#### [Materials provided]
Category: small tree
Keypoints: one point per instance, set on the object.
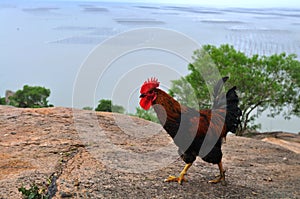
(30, 97)
(263, 82)
(107, 106)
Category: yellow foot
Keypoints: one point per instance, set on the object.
(179, 179)
(221, 179)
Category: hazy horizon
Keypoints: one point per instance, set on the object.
(45, 43)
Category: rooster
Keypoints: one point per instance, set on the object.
(196, 133)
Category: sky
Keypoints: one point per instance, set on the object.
(221, 3)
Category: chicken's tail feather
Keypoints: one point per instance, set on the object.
(233, 112)
(229, 102)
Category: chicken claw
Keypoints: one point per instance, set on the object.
(179, 179)
(220, 178)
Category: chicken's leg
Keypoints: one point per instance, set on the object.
(220, 178)
(180, 178)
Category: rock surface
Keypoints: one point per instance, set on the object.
(83, 154)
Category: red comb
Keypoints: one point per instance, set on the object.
(149, 84)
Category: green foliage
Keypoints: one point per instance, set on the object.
(87, 108)
(147, 115)
(31, 97)
(264, 82)
(2, 101)
(107, 106)
(33, 192)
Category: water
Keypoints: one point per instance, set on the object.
(45, 43)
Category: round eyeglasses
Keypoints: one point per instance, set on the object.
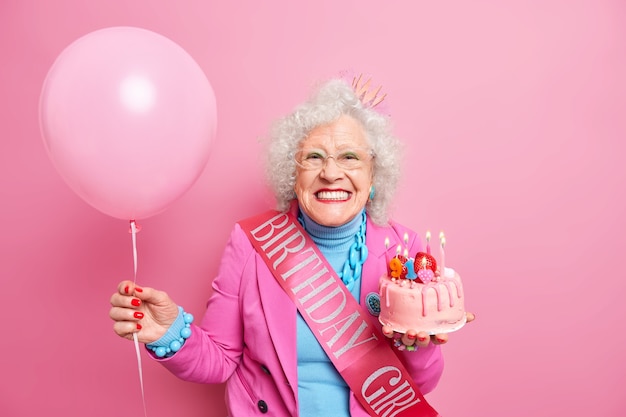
(348, 159)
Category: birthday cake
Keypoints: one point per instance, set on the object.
(415, 294)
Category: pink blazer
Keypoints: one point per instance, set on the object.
(247, 337)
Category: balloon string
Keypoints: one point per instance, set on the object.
(133, 228)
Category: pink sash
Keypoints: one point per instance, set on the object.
(357, 349)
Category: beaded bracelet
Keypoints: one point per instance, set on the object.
(401, 346)
(176, 344)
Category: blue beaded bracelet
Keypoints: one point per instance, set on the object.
(175, 345)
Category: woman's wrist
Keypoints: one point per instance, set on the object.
(175, 337)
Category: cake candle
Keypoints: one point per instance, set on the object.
(387, 254)
(442, 240)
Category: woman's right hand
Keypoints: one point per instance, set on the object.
(145, 311)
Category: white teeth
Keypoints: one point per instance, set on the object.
(333, 195)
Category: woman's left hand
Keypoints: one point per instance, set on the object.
(421, 339)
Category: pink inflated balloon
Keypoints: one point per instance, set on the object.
(128, 118)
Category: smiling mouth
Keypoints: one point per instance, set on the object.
(332, 195)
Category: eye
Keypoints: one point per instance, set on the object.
(349, 156)
(314, 155)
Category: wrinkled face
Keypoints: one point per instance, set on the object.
(334, 172)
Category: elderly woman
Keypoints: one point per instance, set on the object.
(333, 165)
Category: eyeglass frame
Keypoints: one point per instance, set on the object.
(325, 156)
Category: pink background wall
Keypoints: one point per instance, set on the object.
(514, 116)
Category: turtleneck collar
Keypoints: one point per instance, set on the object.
(332, 237)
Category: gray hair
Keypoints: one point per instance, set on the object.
(329, 101)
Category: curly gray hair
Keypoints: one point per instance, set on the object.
(329, 101)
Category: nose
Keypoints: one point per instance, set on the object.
(331, 171)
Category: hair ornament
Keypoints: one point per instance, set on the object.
(369, 96)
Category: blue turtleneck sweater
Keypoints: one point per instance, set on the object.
(321, 390)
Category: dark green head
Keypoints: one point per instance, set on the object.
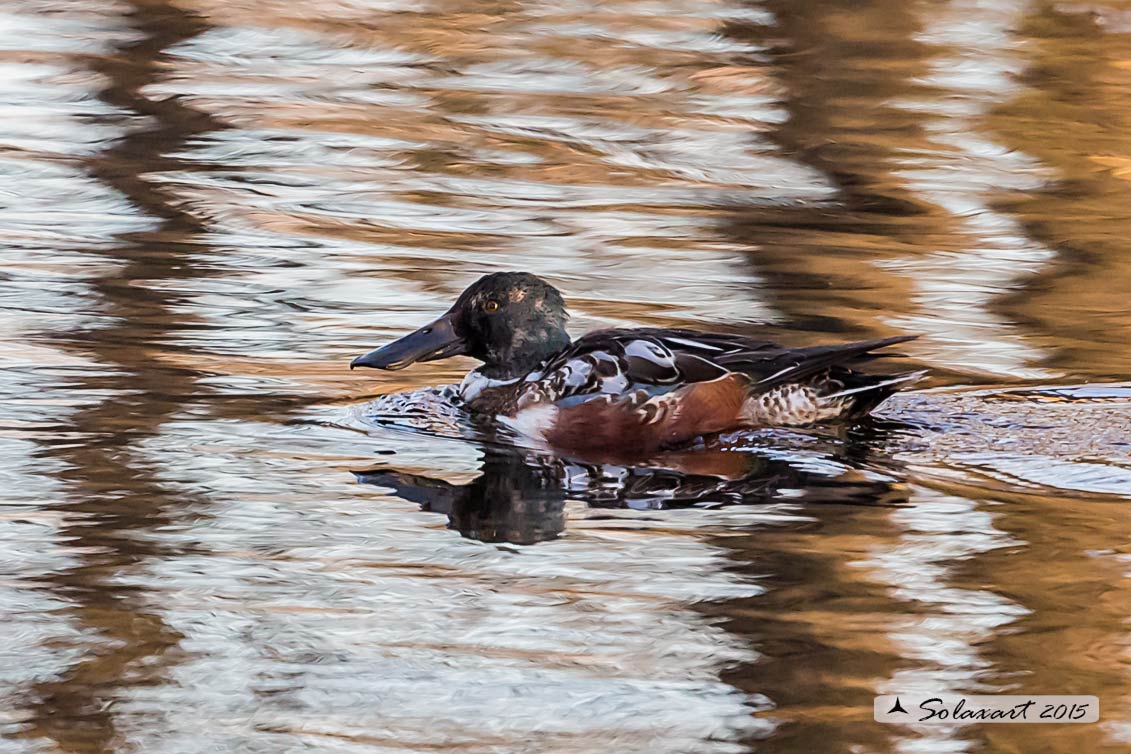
(510, 321)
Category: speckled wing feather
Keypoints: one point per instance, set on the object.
(624, 362)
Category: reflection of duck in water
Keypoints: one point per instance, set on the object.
(630, 391)
(520, 496)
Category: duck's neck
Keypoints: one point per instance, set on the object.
(524, 353)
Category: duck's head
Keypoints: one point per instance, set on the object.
(510, 321)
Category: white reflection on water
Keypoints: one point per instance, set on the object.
(359, 620)
(957, 287)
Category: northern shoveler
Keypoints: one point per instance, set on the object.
(641, 389)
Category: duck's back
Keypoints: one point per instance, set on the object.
(657, 388)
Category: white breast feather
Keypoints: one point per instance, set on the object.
(476, 382)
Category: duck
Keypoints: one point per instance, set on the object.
(631, 390)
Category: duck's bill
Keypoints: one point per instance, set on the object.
(432, 341)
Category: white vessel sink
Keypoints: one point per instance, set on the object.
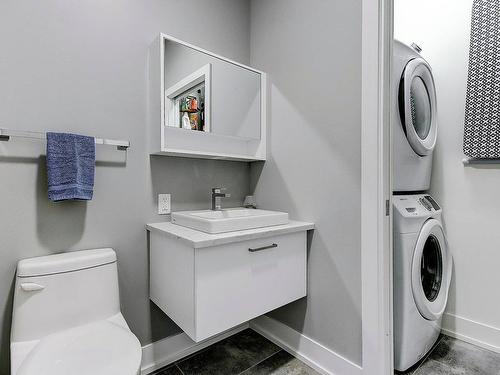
(229, 220)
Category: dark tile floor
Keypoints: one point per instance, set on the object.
(455, 357)
(246, 353)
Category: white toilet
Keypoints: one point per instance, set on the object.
(66, 317)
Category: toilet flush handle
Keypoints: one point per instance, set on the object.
(31, 287)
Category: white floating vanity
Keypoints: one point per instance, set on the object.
(209, 283)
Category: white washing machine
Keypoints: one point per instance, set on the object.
(414, 119)
(422, 273)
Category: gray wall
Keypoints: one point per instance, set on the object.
(312, 53)
(81, 66)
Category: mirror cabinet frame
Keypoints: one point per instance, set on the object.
(171, 141)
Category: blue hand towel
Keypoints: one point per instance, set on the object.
(70, 166)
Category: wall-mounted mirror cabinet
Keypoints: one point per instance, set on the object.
(204, 105)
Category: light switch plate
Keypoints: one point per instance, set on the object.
(164, 204)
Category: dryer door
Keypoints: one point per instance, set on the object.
(417, 106)
(431, 271)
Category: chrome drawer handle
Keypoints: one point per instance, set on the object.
(254, 249)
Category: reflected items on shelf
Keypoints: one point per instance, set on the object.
(192, 108)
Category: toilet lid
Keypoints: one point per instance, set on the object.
(101, 348)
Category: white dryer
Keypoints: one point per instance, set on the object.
(422, 273)
(414, 119)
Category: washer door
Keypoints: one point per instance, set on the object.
(417, 106)
(431, 271)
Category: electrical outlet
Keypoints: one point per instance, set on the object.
(163, 204)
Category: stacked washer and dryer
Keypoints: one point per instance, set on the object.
(422, 261)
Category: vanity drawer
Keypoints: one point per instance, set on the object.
(237, 282)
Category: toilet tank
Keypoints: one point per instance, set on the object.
(61, 291)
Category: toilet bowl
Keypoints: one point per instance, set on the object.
(66, 317)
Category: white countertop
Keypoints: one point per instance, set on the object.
(198, 239)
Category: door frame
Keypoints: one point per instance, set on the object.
(376, 188)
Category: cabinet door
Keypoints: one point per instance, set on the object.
(240, 281)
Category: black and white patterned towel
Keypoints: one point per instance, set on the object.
(482, 109)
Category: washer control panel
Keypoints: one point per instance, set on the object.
(415, 205)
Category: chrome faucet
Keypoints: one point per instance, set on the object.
(217, 194)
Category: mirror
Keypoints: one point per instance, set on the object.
(205, 93)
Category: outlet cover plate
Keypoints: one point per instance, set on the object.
(164, 204)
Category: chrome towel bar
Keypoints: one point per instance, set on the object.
(6, 134)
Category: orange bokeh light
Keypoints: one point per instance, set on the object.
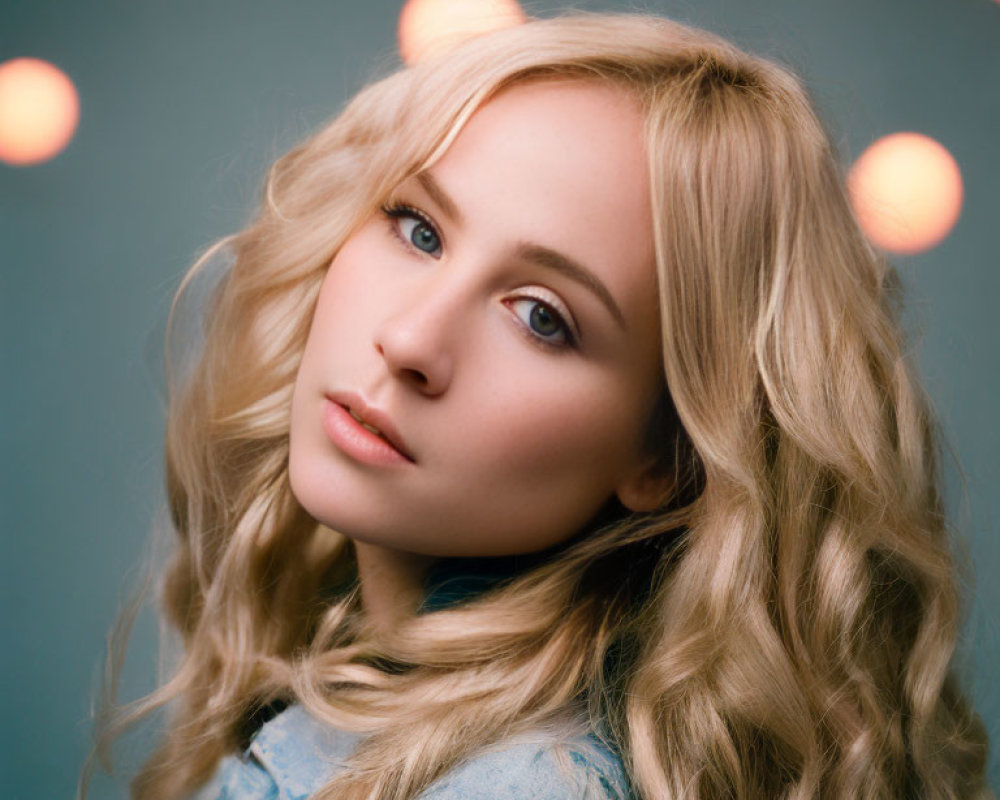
(39, 111)
(906, 190)
(429, 27)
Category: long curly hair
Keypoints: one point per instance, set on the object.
(783, 626)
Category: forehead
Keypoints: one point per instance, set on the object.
(561, 163)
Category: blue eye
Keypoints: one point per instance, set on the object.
(414, 229)
(545, 323)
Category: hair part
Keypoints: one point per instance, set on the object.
(782, 627)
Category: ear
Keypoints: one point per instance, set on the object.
(647, 487)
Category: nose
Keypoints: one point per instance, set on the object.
(414, 342)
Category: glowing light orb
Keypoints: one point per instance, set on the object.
(906, 190)
(429, 27)
(39, 110)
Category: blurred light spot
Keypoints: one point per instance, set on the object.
(906, 190)
(429, 27)
(39, 110)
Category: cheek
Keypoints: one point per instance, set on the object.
(578, 431)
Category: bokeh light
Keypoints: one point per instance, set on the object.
(429, 27)
(39, 111)
(906, 190)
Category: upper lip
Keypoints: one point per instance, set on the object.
(372, 416)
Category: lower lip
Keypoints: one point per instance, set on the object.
(357, 441)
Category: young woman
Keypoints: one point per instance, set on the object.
(552, 436)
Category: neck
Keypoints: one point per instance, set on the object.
(391, 584)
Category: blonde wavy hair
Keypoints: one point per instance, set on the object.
(782, 627)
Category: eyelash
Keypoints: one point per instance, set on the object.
(396, 211)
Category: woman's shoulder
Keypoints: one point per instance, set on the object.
(294, 754)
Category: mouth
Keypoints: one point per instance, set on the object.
(373, 420)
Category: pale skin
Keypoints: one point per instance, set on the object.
(522, 392)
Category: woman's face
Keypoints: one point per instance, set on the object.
(500, 313)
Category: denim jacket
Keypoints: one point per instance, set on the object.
(294, 754)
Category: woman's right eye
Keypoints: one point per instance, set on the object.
(413, 228)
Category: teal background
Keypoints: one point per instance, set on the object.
(184, 105)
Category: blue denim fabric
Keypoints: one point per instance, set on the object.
(294, 754)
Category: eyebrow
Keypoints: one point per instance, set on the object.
(528, 251)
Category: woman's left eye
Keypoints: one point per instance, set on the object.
(545, 323)
(414, 229)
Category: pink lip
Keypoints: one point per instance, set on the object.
(356, 440)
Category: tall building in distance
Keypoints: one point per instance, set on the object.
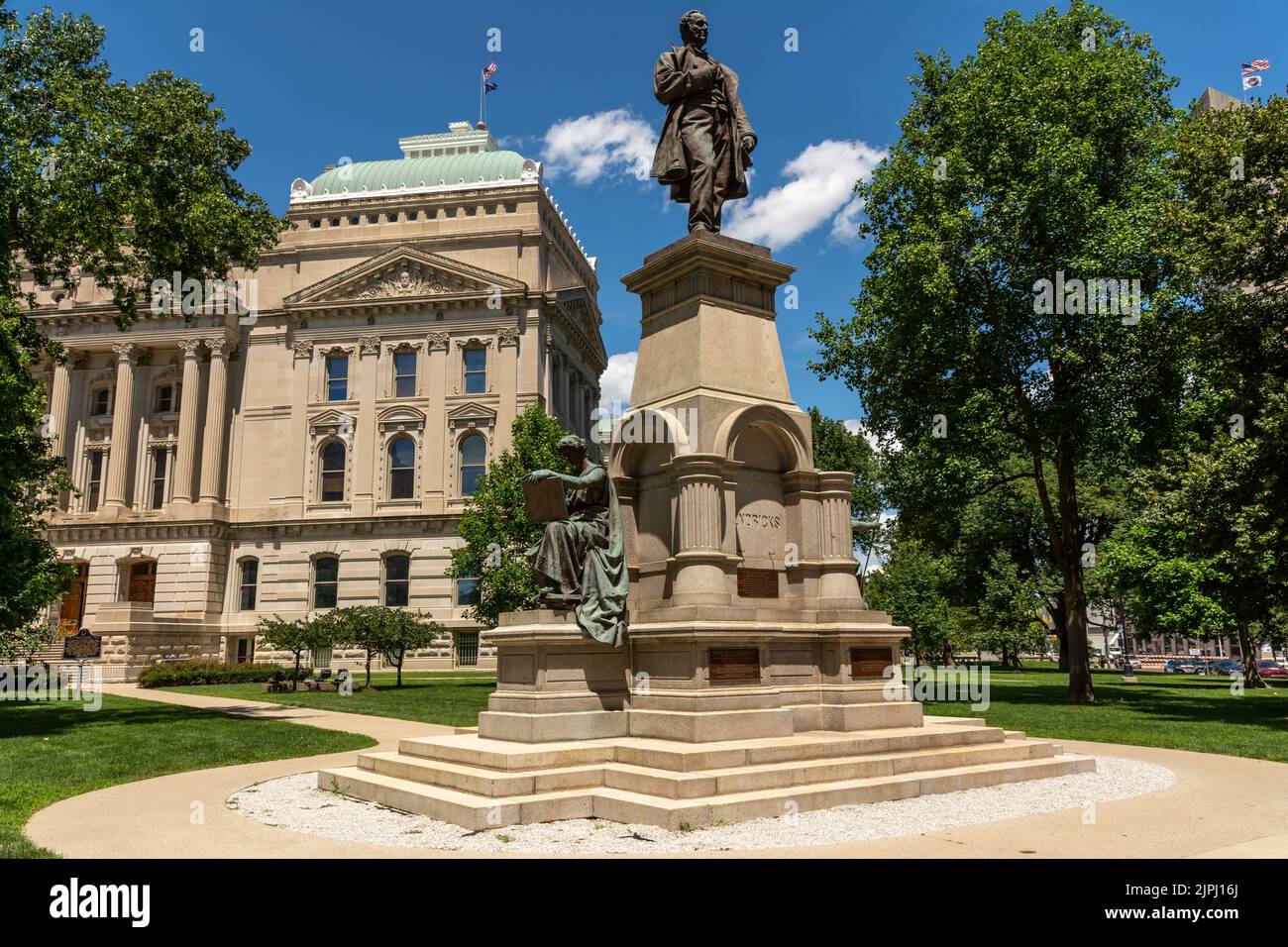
(320, 450)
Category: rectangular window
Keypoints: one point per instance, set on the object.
(476, 371)
(338, 377)
(397, 579)
(159, 476)
(248, 585)
(404, 373)
(467, 591)
(95, 480)
(326, 579)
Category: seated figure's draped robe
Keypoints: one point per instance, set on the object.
(587, 556)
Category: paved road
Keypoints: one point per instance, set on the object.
(1219, 806)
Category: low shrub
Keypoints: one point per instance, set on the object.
(187, 673)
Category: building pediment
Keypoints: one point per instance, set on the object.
(472, 415)
(404, 274)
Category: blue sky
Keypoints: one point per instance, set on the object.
(308, 84)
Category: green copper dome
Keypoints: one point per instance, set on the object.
(415, 172)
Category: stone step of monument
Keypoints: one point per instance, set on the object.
(666, 754)
(621, 805)
(630, 806)
(690, 785)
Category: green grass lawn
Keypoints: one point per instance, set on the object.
(1170, 710)
(55, 750)
(451, 698)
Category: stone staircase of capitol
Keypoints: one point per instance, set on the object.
(485, 784)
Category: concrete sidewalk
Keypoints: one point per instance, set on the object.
(1223, 806)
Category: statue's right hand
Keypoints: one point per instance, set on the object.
(702, 76)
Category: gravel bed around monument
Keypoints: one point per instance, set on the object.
(296, 804)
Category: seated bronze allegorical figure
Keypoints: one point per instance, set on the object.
(581, 561)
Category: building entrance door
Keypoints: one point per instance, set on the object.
(73, 603)
(143, 581)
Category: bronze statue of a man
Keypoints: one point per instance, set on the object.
(581, 561)
(706, 144)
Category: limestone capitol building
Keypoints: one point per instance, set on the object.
(320, 450)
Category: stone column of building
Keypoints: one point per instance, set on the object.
(123, 427)
(838, 579)
(188, 397)
(213, 446)
(58, 407)
(699, 487)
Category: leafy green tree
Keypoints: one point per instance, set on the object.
(117, 182)
(911, 587)
(1008, 618)
(366, 628)
(295, 637)
(407, 631)
(1043, 157)
(1209, 554)
(494, 523)
(26, 642)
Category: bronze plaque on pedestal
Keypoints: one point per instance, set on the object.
(758, 582)
(868, 663)
(734, 664)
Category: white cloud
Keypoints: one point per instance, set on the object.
(601, 145)
(614, 384)
(820, 188)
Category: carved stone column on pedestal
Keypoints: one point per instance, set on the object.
(213, 446)
(838, 579)
(58, 407)
(123, 427)
(699, 486)
(187, 454)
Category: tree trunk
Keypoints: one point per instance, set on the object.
(1250, 674)
(1081, 689)
(1057, 612)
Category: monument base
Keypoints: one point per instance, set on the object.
(694, 722)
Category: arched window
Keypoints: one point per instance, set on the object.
(248, 583)
(101, 401)
(402, 468)
(331, 476)
(326, 581)
(473, 463)
(397, 579)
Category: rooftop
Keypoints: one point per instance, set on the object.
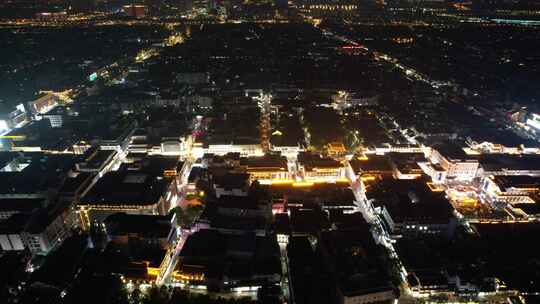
(411, 200)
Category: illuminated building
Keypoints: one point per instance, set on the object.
(534, 121)
(511, 189)
(314, 168)
(336, 149)
(199, 149)
(509, 164)
(326, 9)
(266, 169)
(12, 119)
(133, 10)
(405, 165)
(455, 162)
(43, 104)
(42, 231)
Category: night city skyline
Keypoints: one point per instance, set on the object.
(269, 151)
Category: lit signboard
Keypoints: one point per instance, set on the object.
(92, 77)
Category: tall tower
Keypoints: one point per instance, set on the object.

#### [Work to be completed]
Leaving out all pictures, set down exactly the lines of the material above, from the line with "Category: chrome towel bar" to the line with "Category: upper lip" inclusive, and no others.

#### [Answer]
Category: chrome towel bar
Keypoints: one point per instance, set on the object.
(6, 134)
Category: orange bokeh light
Keypoints: one point per instance, set on the object.
(39, 111)
(906, 190)
(429, 27)
Category: long curly hair
Keypoints: one point per instance, set on the object.
(783, 626)
Category: forehead
Keypoints: one point per instance, set on the object.
(561, 163)
Category: blue eye
Keypoints: one point per instance, set on the object.
(414, 229)
(545, 323)
Category: hair part
Keypoints: one point per instance, set on the object.
(782, 627)
Category: ear
Keypoints: one point per instance, set on the object.
(647, 487)
Category: nose
Keypoints: one point per instance, set on the object.
(414, 342)
Category: glowing light orb
Keypoints: one point per instance, set on the object.
(906, 190)
(429, 27)
(39, 110)
Category: blurred light spot
Keypoints: one point per instance, set on the object.
(906, 190)
(429, 27)
(39, 110)
Category: cheek
Keypoints: one point per instance, set on the object.
(578, 431)
Category: bokeh light
Keypoints: one point per instance, set on the object.
(429, 27)
(39, 111)
(906, 190)
Category: upper lip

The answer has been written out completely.